> **TASK PROMPT**
Reproduce verbatim only the lines from the one containing "face shown in this photo." through the last line below, both included.

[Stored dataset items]

---------------

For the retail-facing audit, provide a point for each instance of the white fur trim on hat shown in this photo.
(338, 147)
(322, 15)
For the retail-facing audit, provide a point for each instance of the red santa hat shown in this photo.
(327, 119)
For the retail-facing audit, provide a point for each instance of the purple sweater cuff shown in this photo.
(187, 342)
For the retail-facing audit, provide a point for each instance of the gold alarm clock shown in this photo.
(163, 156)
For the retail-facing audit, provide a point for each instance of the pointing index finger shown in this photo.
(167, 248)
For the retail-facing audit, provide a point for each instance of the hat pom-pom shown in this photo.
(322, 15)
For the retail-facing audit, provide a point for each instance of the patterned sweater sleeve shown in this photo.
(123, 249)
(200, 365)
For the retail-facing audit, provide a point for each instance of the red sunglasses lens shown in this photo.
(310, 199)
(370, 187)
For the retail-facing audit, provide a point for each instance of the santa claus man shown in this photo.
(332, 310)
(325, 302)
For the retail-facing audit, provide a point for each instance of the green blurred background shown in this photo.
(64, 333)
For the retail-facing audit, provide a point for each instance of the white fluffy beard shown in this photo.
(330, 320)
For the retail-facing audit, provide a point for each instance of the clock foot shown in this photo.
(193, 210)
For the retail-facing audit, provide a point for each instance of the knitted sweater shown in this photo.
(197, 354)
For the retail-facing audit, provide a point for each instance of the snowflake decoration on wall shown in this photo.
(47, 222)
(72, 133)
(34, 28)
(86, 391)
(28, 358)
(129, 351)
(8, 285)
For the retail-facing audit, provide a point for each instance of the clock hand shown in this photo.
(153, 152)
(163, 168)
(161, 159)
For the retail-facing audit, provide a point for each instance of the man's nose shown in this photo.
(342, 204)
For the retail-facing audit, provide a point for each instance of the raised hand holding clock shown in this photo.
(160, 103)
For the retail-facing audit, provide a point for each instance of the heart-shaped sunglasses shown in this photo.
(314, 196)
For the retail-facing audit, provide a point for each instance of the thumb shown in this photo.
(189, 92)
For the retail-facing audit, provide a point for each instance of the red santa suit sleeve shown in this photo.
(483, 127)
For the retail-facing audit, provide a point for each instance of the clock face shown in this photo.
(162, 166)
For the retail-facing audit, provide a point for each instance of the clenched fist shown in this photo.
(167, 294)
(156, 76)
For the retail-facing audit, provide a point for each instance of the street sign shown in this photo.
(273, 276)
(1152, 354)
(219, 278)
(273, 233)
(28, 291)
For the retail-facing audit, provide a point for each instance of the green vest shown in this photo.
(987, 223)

---------------

> **RESPONSE AREA**
For the retail-facing audit, provide a point for each instance of the clock face shown in this photo.
(162, 166)
For the retail-facing audit, provide a point for each instance of the clenched fist shown in this photo.
(167, 294)
(156, 76)
For the retail-facing audit, provide a point for each instance of the street sign shown in this photo.
(273, 276)
(1152, 354)
(219, 278)
(273, 233)
(28, 291)
For the retail-facing audit, provide a point for each instance of the green vest shown in this photo.
(987, 223)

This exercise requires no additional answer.